▸ **Data provided**:
◆ ◆ ◆ ◆

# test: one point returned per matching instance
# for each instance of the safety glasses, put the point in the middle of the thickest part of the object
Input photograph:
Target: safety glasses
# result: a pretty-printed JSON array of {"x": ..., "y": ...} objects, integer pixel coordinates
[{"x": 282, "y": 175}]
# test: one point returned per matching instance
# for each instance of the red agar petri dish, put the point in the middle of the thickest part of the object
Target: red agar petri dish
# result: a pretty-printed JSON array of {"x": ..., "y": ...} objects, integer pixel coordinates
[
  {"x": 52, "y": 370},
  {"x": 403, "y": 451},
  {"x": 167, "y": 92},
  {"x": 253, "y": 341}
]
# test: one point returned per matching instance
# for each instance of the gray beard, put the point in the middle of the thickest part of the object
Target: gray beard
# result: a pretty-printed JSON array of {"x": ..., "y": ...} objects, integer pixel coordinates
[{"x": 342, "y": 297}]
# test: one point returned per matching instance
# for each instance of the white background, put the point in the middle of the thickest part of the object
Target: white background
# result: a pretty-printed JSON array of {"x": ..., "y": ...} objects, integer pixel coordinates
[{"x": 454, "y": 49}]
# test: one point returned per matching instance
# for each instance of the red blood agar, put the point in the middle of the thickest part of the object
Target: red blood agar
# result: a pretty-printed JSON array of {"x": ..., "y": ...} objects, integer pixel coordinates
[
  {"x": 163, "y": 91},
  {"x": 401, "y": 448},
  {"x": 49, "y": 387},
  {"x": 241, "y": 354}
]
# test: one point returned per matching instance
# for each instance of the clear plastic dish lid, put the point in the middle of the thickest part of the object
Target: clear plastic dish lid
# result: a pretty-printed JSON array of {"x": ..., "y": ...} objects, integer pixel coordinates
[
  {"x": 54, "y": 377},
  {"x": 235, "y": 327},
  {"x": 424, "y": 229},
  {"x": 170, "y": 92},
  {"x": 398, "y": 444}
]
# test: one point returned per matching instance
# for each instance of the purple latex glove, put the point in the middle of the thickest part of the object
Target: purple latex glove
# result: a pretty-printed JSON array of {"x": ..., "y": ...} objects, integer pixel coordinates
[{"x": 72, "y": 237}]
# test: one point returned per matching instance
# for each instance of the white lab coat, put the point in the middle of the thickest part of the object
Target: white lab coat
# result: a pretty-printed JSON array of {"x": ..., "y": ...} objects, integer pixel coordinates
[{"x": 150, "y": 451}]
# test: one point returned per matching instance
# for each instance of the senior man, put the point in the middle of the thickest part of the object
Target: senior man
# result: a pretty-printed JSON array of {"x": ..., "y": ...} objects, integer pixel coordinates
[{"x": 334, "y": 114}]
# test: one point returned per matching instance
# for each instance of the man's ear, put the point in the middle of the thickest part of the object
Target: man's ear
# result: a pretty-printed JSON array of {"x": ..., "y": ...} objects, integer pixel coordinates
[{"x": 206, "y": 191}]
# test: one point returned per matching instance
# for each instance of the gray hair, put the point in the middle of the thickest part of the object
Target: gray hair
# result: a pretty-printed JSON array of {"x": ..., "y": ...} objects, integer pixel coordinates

◆ ◆ ◆ ◆

▸ **What you have to do**: Print the material verbatim, all of it.

▸ **Task answer**:
# test: one point returned per matching instance
# for each instance of the safety glasses, put the point in the middle of the thickest part of the object
Input photograph:
Target: safety glasses
# result: a pretty-printed JSON array of {"x": ..., "y": ...} objects, integer pixel coordinates
[{"x": 282, "y": 175}]
# test: one point returned per matching instance
# for each instance of the red agar petri dish, put the point in the middle of the thickest part of the object
Target: red agar petri dish
# result: a pretty-printed JSON array of {"x": ..., "y": ...} objects, integer pixel coordinates
[
  {"x": 52, "y": 370},
  {"x": 403, "y": 451},
  {"x": 167, "y": 92},
  {"x": 253, "y": 341}
]
# test: one point returned per matching instance
# for each instance of the gray beard, put the point in the middle of the thickest part of the object
Target: gray beard
# result: a pretty-printed JSON array of {"x": ..., "y": ...} objects, integer pixel coordinates
[{"x": 342, "y": 297}]
# test: one point returned per matching instance
# for each instance of the white background, put the point in the middle of the thickest part of the object
Target: white background
# result: a pretty-printed JSON array of {"x": ..., "y": ...} objects, integer pixel coordinates
[{"x": 454, "y": 49}]
# test: one point returned per matching instance
# for each instance of the red blood agar, put the point in the middle of the thickest part of the object
Target: red blood agar
# result: a pretty-printed JSON array of {"x": ..., "y": ...} objects, integer pixel coordinates
[
  {"x": 163, "y": 91},
  {"x": 401, "y": 448},
  {"x": 49, "y": 387},
  {"x": 241, "y": 354}
]
# test: one point returned per matching instance
# for each instance of the clear plastic dish lid, put the point in the middle of the thickest part of the object
Target: clear plastic dish lid
# result: a pretty-printed JSON array of {"x": ..., "y": ...} objects, integer pixel coordinates
[
  {"x": 54, "y": 377},
  {"x": 235, "y": 327},
  {"x": 424, "y": 229},
  {"x": 170, "y": 92},
  {"x": 398, "y": 444}
]
# test: one point returned per matching instance
# for each instance of the purple latex glove, put the point in the middle of the thickest part of the object
Target: purple latex glove
# result: a pretty-printed JSON array of {"x": ..., "y": ...} objects, integer pixel coordinates
[{"x": 72, "y": 237}]
# test: one point returned per matching instance
# for each instance of the white lab coat, put the point in the middle of the thickest part of the object
Target: white lab coat
# result: a pretty-printed JSON array of {"x": ..., "y": ...} objects, integer pixel coordinates
[{"x": 150, "y": 451}]
# test: one point returned per matching instance
# for each instance of the senior man, put the point in the middle of the thickest part of the object
Target: senior man
# result: a pretty-printed JSON array of {"x": ..., "y": ...} objects, integer pixel coordinates
[{"x": 334, "y": 114}]
# test: one point returned per matching instance
# for each instance of the man's ear, put the point in the middle of the thickest part of the object
Target: man's ear
# result: a pretty-printed JSON array of {"x": ..., "y": ...} objects, integer pixel coordinates
[{"x": 206, "y": 191}]
# test: one point returned per matching instance
# for each instance of the gray hair, put the point in the middle of the thickest part of the object
Target: gray hair
# result: a pretty-printed JSON array of {"x": ..., "y": ...} objects, integer pixel coordinates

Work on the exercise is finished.